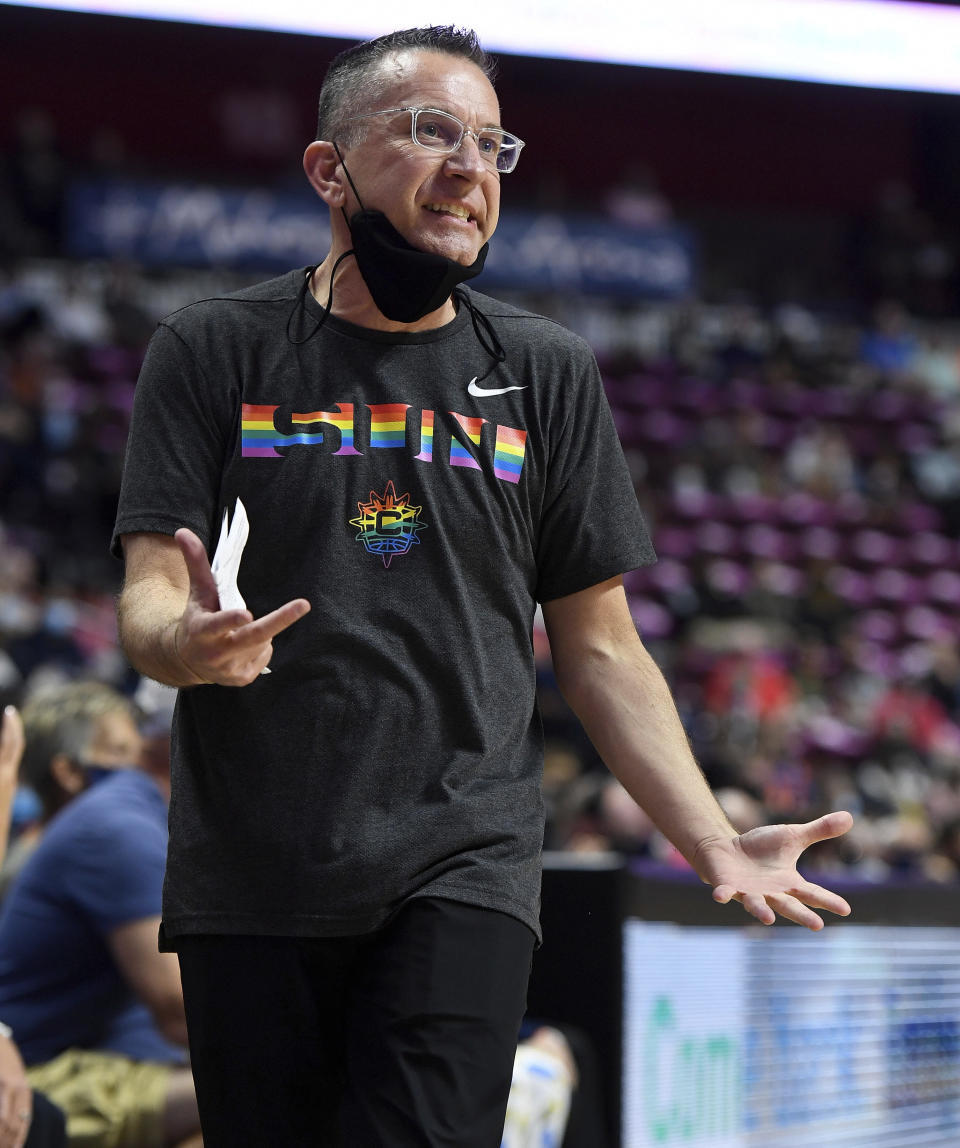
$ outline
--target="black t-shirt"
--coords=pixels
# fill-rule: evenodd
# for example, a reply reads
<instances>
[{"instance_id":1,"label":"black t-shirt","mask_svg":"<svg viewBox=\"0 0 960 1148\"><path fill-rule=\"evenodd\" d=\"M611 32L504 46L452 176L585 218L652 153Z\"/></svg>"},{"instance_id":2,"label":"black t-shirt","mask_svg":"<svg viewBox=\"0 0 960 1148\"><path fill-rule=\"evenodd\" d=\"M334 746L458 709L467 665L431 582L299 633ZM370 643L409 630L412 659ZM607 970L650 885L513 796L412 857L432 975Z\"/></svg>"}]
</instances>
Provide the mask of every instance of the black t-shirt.
<instances>
[{"instance_id":1,"label":"black t-shirt","mask_svg":"<svg viewBox=\"0 0 960 1148\"><path fill-rule=\"evenodd\" d=\"M249 609L312 605L270 674L181 691L165 934L356 934L425 894L538 932L536 602L653 559L595 360L475 292L308 338L304 274L167 318L137 386L115 552L212 553L239 497Z\"/></svg>"}]
</instances>

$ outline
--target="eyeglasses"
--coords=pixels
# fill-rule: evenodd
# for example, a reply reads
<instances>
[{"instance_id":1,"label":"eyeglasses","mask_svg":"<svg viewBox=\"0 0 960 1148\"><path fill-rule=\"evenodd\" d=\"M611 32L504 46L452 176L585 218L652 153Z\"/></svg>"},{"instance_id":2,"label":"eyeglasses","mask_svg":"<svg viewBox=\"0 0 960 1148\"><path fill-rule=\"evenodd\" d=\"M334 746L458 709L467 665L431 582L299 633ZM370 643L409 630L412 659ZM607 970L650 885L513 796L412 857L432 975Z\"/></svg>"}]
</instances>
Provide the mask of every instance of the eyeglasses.
<instances>
[{"instance_id":1,"label":"eyeglasses","mask_svg":"<svg viewBox=\"0 0 960 1148\"><path fill-rule=\"evenodd\" d=\"M400 112L410 113L410 138L418 147L439 155L452 155L463 143L464 136L473 136L481 159L494 171L506 174L517 166L524 146L519 136L501 128L481 128L476 132L450 112L441 112L438 108L384 108L350 118L368 120L373 116L392 116Z\"/></svg>"}]
</instances>

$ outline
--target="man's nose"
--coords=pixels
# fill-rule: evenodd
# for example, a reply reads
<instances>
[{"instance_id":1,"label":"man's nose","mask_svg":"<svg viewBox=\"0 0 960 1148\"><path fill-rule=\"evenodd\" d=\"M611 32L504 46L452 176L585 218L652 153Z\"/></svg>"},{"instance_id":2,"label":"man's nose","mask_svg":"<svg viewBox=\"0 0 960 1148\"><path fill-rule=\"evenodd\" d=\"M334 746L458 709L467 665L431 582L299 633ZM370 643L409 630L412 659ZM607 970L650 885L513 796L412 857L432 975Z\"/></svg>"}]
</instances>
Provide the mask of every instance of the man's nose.
<instances>
[{"instance_id":1,"label":"man's nose","mask_svg":"<svg viewBox=\"0 0 960 1148\"><path fill-rule=\"evenodd\" d=\"M486 174L488 167L480 154L476 132L472 132L469 128L464 131L460 146L447 156L447 163L452 164L455 169L462 171L465 175L474 178Z\"/></svg>"}]
</instances>

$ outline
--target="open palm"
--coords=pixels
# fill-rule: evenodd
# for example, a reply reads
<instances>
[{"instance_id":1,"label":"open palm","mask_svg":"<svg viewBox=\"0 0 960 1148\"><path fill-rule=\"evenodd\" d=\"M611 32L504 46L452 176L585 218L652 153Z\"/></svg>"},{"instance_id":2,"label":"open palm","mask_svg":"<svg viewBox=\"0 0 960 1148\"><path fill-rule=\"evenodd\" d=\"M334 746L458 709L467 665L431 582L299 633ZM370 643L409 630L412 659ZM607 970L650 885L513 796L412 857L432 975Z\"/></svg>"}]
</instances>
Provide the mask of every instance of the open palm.
<instances>
[{"instance_id":1,"label":"open palm","mask_svg":"<svg viewBox=\"0 0 960 1148\"><path fill-rule=\"evenodd\" d=\"M797 872L797 861L810 845L840 837L853 825L849 813L827 813L803 825L763 825L702 851L704 880L720 904L739 901L764 925L779 913L808 929L822 929L813 911L825 909L845 917L850 906L836 893L815 885Z\"/></svg>"}]
</instances>

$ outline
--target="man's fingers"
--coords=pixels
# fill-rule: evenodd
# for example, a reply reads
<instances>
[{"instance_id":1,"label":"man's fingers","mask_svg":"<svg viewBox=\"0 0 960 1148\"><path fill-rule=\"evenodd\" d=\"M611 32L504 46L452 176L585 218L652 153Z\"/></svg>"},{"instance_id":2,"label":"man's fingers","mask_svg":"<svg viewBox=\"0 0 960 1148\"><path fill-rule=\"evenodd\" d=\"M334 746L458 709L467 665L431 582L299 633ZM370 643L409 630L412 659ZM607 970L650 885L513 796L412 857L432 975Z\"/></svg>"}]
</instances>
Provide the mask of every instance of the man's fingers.
<instances>
[{"instance_id":1,"label":"man's fingers","mask_svg":"<svg viewBox=\"0 0 960 1148\"><path fill-rule=\"evenodd\" d=\"M298 622L309 612L310 603L306 598L294 598L292 602L286 602L276 610L271 610L269 614L264 614L262 618L257 618L256 621L248 622L239 630L235 630L234 641L244 646L272 641L277 634L292 626L294 622Z\"/></svg>"},{"instance_id":2,"label":"man's fingers","mask_svg":"<svg viewBox=\"0 0 960 1148\"><path fill-rule=\"evenodd\" d=\"M713 891L713 899L724 905L728 901L739 901L750 916L756 917L761 925L774 924L779 913L788 921L803 925L814 932L819 932L823 928L823 921L817 914L790 893L767 893L766 895L762 893L737 893L733 891L732 885L718 885Z\"/></svg>"},{"instance_id":3,"label":"man's fingers","mask_svg":"<svg viewBox=\"0 0 960 1148\"><path fill-rule=\"evenodd\" d=\"M842 897L810 882L804 882L789 893L766 894L742 893L735 885L718 885L713 890L713 899L720 905L730 901L741 902L747 912L764 925L773 924L775 914L779 913L781 917L815 931L823 928L823 921L814 909L825 909L839 917L847 917L851 912L849 904Z\"/></svg>"},{"instance_id":4,"label":"man's fingers","mask_svg":"<svg viewBox=\"0 0 960 1148\"><path fill-rule=\"evenodd\" d=\"M846 810L825 813L815 821L798 826L804 842L804 849L817 841L829 841L832 837L842 837L853 825L853 817Z\"/></svg>"},{"instance_id":5,"label":"man's fingers","mask_svg":"<svg viewBox=\"0 0 960 1148\"><path fill-rule=\"evenodd\" d=\"M217 594L217 583L210 569L206 547L186 526L181 526L173 537L187 564L190 596L206 610L219 610L220 596Z\"/></svg>"},{"instance_id":6,"label":"man's fingers","mask_svg":"<svg viewBox=\"0 0 960 1148\"><path fill-rule=\"evenodd\" d=\"M744 893L736 898L747 910L751 917L756 917L761 925L772 925L777 914L770 908L767 897L759 893Z\"/></svg>"},{"instance_id":7,"label":"man's fingers","mask_svg":"<svg viewBox=\"0 0 960 1148\"><path fill-rule=\"evenodd\" d=\"M819 933L823 928L822 919L790 893L772 894L767 897L767 904L781 917L785 917L797 925L803 925L805 929L810 929L814 933Z\"/></svg>"},{"instance_id":8,"label":"man's fingers","mask_svg":"<svg viewBox=\"0 0 960 1148\"><path fill-rule=\"evenodd\" d=\"M253 621L249 610L217 610L202 614L194 611L186 629L192 642L209 644L233 638Z\"/></svg>"},{"instance_id":9,"label":"man's fingers","mask_svg":"<svg viewBox=\"0 0 960 1148\"><path fill-rule=\"evenodd\" d=\"M747 912L763 925L772 925L777 919L776 913L767 904L766 897L760 893L741 893L736 885L717 885L713 890L713 899L718 905L739 901Z\"/></svg>"},{"instance_id":10,"label":"man's fingers","mask_svg":"<svg viewBox=\"0 0 960 1148\"><path fill-rule=\"evenodd\" d=\"M822 885L804 882L796 892L799 900L805 905L812 905L815 909L826 909L828 913L836 913L838 917L849 917L852 909L848 902Z\"/></svg>"}]
</instances>

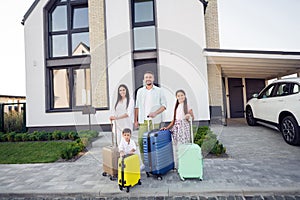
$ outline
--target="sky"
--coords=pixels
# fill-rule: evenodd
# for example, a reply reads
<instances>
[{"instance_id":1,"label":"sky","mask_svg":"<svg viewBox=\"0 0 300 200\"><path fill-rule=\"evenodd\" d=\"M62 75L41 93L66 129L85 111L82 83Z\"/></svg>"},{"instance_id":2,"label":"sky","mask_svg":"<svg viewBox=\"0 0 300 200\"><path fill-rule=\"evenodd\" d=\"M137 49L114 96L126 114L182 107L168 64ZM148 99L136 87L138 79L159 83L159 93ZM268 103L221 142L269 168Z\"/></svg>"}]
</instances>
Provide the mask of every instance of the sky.
<instances>
[{"instance_id":1,"label":"sky","mask_svg":"<svg viewBox=\"0 0 300 200\"><path fill-rule=\"evenodd\" d=\"M34 0L0 7L0 95L25 96L24 14ZM300 0L218 0L222 49L300 52Z\"/></svg>"}]
</instances>

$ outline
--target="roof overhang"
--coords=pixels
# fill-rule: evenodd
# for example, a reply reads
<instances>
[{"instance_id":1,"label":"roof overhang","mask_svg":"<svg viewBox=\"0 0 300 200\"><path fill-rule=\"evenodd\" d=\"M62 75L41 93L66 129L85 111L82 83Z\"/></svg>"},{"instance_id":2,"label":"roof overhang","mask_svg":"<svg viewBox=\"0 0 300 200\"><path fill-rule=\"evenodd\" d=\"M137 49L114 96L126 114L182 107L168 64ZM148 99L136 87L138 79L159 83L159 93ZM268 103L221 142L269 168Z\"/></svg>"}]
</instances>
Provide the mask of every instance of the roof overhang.
<instances>
[{"instance_id":1,"label":"roof overhang","mask_svg":"<svg viewBox=\"0 0 300 200\"><path fill-rule=\"evenodd\" d=\"M300 72L300 52L204 49L223 77L273 79Z\"/></svg>"}]
</instances>

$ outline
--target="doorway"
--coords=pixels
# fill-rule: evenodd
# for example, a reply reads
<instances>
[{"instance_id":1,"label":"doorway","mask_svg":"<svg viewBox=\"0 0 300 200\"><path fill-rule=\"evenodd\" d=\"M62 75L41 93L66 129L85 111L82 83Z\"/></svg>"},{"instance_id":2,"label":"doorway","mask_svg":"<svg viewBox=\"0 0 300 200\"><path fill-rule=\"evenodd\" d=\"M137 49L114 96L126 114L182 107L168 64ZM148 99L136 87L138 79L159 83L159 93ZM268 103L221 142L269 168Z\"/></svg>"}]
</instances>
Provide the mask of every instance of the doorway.
<instances>
[{"instance_id":1,"label":"doorway","mask_svg":"<svg viewBox=\"0 0 300 200\"><path fill-rule=\"evenodd\" d=\"M134 61L134 98L136 92L139 88L143 87L144 73L151 71L154 74L154 84L158 84L158 73L157 73L157 60L156 59L147 59L147 60L135 60Z\"/></svg>"},{"instance_id":2,"label":"doorway","mask_svg":"<svg viewBox=\"0 0 300 200\"><path fill-rule=\"evenodd\" d=\"M230 118L244 117L243 87L241 78L228 78Z\"/></svg>"}]
</instances>

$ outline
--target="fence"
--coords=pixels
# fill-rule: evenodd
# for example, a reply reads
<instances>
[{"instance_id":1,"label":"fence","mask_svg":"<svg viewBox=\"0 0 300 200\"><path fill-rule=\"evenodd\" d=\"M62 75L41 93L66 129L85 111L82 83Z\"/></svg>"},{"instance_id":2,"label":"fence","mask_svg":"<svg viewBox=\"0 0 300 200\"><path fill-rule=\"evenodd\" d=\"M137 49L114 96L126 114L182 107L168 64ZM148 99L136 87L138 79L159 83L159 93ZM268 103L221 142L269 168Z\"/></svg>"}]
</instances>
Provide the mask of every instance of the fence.
<instances>
[{"instance_id":1,"label":"fence","mask_svg":"<svg viewBox=\"0 0 300 200\"><path fill-rule=\"evenodd\" d=\"M0 103L0 132L26 131L26 103Z\"/></svg>"}]
</instances>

* _TASK OBJECTIVE_
Select and copy every line from the records that includes the word "target".

* _REPLY_
--target="black t-shirt"
--target="eyeglasses"
--target="man's nose"
--target="open palm"
--target="man's fingers"
--target="sky"
--target="roof overhang"
--target="doorway"
--target="fence"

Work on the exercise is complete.